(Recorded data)
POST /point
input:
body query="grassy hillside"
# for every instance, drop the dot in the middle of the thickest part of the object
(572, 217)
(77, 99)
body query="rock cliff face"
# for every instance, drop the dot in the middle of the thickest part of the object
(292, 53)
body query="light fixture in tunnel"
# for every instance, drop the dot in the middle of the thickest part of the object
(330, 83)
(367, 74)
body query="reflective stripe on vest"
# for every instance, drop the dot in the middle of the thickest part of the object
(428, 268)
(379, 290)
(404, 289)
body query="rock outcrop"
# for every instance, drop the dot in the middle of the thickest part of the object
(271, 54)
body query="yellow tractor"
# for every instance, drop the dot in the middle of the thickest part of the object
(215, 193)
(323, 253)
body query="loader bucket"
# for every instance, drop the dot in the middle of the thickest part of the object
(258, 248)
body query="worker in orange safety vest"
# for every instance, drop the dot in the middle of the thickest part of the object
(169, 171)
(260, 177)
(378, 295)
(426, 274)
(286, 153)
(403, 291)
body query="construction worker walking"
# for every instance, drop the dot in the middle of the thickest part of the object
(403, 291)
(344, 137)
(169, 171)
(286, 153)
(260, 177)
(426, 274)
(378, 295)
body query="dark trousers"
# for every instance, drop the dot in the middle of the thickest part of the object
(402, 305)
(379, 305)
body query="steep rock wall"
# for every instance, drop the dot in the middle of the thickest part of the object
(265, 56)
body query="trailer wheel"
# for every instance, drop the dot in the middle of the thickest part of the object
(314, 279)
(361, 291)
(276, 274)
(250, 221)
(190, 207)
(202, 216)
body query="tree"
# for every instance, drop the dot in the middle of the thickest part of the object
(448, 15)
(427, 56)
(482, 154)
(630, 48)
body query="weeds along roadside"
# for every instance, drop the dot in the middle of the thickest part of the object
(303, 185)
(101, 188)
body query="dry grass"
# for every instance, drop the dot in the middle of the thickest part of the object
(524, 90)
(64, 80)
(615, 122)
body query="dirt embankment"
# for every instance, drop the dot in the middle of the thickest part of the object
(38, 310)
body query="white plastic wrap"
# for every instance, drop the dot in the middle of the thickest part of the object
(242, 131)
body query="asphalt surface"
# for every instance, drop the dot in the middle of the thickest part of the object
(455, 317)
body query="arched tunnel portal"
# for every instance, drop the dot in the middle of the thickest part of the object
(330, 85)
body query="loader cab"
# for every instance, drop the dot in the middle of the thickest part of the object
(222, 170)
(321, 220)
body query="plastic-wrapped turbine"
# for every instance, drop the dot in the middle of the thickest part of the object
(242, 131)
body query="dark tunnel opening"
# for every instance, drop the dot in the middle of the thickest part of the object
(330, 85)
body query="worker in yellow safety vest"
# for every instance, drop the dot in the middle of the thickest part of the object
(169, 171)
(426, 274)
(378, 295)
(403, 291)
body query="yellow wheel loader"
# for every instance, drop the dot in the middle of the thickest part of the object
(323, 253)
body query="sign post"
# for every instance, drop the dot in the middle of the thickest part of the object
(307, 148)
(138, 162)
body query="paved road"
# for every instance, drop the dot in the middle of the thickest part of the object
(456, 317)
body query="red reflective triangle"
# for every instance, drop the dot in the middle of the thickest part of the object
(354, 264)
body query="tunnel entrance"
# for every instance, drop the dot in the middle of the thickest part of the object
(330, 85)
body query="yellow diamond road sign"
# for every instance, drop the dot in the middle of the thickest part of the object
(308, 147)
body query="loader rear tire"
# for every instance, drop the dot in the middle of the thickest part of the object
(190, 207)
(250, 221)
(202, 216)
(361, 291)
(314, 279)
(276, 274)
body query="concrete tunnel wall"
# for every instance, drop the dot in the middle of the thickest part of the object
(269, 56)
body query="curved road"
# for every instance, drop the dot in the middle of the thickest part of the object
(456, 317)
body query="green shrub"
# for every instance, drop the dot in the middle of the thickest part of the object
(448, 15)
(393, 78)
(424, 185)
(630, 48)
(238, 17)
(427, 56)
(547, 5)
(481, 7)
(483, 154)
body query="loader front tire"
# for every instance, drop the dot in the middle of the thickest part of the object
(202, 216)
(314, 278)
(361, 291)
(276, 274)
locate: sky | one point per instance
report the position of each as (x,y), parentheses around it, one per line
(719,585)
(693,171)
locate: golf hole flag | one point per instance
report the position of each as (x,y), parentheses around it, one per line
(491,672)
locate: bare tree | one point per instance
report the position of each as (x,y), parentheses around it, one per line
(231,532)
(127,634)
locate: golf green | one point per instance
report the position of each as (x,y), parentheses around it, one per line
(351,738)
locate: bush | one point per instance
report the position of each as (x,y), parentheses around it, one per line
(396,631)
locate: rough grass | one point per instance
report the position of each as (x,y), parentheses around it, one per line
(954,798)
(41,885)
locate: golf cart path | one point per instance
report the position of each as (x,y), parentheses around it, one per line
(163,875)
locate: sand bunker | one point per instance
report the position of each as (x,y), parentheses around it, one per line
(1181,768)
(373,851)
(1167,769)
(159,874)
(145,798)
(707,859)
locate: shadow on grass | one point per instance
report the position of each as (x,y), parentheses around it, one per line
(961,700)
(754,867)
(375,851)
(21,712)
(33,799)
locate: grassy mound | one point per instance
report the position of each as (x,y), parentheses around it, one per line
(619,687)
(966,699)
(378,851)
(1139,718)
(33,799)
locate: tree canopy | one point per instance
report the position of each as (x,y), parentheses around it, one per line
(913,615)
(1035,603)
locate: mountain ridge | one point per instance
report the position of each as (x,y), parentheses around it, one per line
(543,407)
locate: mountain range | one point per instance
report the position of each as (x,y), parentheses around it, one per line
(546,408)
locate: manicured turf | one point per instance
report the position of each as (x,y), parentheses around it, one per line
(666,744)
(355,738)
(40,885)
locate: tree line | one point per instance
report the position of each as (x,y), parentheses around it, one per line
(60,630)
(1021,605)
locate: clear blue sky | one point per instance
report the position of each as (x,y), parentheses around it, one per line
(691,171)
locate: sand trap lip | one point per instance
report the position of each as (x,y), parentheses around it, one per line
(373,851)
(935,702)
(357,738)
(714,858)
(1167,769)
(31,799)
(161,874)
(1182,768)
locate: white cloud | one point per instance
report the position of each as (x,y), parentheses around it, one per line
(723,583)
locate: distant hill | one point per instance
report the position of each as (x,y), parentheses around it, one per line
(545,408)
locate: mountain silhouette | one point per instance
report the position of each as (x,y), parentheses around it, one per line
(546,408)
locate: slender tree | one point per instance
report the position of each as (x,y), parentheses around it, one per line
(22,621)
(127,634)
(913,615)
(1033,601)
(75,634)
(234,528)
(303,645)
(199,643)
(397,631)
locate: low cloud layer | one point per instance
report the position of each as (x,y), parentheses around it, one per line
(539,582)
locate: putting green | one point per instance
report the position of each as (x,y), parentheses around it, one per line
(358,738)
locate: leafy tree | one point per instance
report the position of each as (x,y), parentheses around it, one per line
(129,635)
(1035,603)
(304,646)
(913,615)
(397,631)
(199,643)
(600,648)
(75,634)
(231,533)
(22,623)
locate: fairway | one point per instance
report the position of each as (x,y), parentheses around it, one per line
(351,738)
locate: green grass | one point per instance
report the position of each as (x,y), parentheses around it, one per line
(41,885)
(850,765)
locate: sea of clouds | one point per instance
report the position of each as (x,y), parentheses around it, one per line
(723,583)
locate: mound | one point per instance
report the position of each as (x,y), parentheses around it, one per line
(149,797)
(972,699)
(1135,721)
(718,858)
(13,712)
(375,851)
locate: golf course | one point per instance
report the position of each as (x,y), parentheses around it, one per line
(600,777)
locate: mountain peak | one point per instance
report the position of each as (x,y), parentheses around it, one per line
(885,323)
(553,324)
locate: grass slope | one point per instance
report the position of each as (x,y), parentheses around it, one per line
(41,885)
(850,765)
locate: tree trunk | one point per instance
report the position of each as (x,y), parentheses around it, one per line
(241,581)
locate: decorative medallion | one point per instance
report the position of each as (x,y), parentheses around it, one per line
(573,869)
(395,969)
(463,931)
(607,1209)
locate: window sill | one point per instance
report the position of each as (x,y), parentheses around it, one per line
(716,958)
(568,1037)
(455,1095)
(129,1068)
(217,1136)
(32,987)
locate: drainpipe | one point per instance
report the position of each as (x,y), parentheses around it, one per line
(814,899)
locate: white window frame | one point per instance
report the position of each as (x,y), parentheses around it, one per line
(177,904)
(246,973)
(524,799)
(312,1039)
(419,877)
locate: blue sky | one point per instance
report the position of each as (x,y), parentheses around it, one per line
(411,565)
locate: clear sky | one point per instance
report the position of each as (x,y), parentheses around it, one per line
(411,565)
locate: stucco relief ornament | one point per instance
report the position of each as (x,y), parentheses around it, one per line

(ASSIGNED TASK): Each line above that contains the word "grassy" should be copied.

(OUTPUT FOR THIS EXERCISE):
body query="grassy hillside"
locate: grassy mound | one point per instance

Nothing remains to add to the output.